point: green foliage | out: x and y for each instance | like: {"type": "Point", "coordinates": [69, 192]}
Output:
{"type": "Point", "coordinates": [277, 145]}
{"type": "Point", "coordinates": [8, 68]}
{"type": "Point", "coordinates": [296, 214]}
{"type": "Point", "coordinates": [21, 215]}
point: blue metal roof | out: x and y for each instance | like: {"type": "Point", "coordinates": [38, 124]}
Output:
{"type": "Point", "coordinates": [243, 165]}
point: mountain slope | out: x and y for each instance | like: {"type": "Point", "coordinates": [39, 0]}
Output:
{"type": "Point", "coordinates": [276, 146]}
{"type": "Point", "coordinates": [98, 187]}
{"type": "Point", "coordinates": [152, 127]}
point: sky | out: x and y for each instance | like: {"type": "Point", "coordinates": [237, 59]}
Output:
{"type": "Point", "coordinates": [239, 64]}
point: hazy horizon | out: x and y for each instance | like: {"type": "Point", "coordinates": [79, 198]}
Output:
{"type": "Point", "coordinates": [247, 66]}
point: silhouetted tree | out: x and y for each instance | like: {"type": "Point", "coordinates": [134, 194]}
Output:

========================

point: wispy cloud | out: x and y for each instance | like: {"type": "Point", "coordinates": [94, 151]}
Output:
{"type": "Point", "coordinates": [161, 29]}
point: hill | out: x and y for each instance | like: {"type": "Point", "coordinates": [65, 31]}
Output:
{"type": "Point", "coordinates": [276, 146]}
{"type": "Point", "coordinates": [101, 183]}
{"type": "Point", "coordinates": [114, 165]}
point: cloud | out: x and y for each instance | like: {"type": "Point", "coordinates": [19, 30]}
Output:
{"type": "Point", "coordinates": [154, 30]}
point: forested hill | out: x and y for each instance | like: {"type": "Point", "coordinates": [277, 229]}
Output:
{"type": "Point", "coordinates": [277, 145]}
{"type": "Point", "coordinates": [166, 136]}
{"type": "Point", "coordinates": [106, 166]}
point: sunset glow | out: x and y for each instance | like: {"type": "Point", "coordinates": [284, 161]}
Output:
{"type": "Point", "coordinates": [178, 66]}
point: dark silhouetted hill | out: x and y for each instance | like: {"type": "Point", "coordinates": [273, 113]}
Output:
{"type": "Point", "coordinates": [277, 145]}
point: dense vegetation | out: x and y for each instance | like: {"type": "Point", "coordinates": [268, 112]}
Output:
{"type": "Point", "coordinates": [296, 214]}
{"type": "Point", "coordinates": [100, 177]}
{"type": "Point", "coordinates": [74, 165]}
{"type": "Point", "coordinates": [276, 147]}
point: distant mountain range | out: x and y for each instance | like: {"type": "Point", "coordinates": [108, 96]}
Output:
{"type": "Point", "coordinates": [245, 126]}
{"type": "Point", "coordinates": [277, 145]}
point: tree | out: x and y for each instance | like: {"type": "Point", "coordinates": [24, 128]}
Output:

========================

--- What you need to do ---
Starting at the line with "point: green foliage" and ending at the line with "point: hazy horizon", print each line of the listing above exactly, with no other lines.

--- Task solution ---
point: green foliage | out: x and y for each instance | like: {"type": "Point", "coordinates": [69, 192]}
Output:
{"type": "Point", "coordinates": [277, 145]}
{"type": "Point", "coordinates": [8, 68]}
{"type": "Point", "coordinates": [296, 214]}
{"type": "Point", "coordinates": [21, 215]}
point: blue metal roof | out: x and y for each instance | like: {"type": "Point", "coordinates": [38, 124]}
Output:
{"type": "Point", "coordinates": [243, 165]}
point: mountain slope | out: x and y for each instance | like: {"type": "Point", "coordinates": [39, 0]}
Output:
{"type": "Point", "coordinates": [276, 146]}
{"type": "Point", "coordinates": [98, 187]}
{"type": "Point", "coordinates": [152, 127]}
point: sky | out: x and y for each instance | like: {"type": "Point", "coordinates": [237, 59]}
Output:
{"type": "Point", "coordinates": [239, 64]}
point: hazy horizon | out: x and y for each instance | like: {"type": "Point", "coordinates": [79, 198]}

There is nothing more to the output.